=== Section Start ===

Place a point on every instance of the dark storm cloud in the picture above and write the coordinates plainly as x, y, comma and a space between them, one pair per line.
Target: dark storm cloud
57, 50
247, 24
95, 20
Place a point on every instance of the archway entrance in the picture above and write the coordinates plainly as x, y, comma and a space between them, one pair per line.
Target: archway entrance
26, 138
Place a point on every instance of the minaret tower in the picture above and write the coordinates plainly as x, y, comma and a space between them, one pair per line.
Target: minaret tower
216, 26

=== Section End ===
=== Section Start ===

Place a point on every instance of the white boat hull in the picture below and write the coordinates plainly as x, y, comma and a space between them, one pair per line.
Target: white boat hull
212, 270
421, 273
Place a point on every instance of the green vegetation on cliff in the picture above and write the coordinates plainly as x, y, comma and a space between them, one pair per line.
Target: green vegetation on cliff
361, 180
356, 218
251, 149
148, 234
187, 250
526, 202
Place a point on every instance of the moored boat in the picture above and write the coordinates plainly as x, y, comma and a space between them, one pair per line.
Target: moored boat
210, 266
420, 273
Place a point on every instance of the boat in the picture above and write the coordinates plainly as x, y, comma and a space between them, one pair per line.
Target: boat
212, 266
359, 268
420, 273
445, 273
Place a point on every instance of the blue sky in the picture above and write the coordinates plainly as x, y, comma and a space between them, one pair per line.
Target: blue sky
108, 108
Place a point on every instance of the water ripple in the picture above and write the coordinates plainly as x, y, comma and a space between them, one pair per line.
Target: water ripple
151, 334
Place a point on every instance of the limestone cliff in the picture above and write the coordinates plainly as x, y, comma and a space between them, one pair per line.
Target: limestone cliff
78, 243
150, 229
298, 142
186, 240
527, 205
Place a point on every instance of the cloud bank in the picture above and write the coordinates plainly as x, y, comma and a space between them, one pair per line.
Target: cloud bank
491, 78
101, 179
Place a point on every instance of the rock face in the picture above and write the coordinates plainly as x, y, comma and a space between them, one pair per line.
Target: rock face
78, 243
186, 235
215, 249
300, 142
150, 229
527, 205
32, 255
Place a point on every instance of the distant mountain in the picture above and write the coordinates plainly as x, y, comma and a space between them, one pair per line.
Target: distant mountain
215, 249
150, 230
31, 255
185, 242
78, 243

=== Section End ===
=== Section Start ===

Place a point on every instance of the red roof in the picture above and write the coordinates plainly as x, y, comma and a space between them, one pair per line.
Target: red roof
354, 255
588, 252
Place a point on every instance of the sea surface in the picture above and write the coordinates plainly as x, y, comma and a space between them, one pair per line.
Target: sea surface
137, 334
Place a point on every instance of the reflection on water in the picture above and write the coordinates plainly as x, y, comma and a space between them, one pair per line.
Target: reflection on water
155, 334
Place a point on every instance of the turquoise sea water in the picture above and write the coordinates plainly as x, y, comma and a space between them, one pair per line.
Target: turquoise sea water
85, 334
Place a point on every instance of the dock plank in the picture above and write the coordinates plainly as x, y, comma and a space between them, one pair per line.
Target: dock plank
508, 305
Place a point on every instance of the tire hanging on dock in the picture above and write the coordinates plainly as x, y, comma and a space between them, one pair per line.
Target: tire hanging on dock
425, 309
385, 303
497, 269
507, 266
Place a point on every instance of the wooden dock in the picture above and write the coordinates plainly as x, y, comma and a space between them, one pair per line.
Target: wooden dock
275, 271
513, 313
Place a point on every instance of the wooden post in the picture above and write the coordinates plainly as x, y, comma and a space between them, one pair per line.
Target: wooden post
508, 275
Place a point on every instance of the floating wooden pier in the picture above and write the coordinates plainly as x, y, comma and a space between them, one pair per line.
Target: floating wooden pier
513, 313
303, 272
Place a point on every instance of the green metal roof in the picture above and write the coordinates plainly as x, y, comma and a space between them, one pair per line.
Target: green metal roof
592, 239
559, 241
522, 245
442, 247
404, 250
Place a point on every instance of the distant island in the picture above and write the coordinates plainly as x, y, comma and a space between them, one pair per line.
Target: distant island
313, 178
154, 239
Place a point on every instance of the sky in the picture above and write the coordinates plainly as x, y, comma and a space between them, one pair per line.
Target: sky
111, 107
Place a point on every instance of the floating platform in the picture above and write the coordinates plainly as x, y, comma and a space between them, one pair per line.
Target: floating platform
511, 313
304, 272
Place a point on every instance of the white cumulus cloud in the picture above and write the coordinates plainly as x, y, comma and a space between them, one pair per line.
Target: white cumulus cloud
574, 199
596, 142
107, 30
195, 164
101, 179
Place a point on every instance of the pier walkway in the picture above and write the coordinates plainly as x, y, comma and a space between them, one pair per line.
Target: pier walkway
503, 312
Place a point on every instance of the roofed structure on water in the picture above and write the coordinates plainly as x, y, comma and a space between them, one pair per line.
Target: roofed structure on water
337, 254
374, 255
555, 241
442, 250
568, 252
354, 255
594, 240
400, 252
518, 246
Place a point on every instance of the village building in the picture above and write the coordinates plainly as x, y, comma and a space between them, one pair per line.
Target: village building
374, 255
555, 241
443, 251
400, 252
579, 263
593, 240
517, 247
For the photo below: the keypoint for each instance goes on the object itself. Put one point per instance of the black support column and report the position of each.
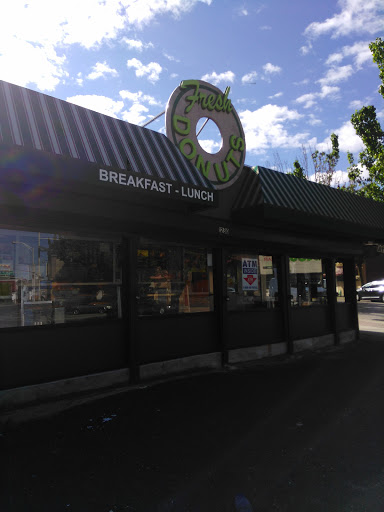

=== Section End ===

→ **TRY IT**
Wherever the word "below" turns up in the records above, copy the line that holds it.

→ **EXERCISE RESULT**
Place a point on every instance of the white boat hull in the picture below and write the coordinates plainly as x, y, comma and a space between them, one pair per line.
For the photo below: the keypoint for each instance goes on the object itself. Put one point per instance of the black support column and report the position of each.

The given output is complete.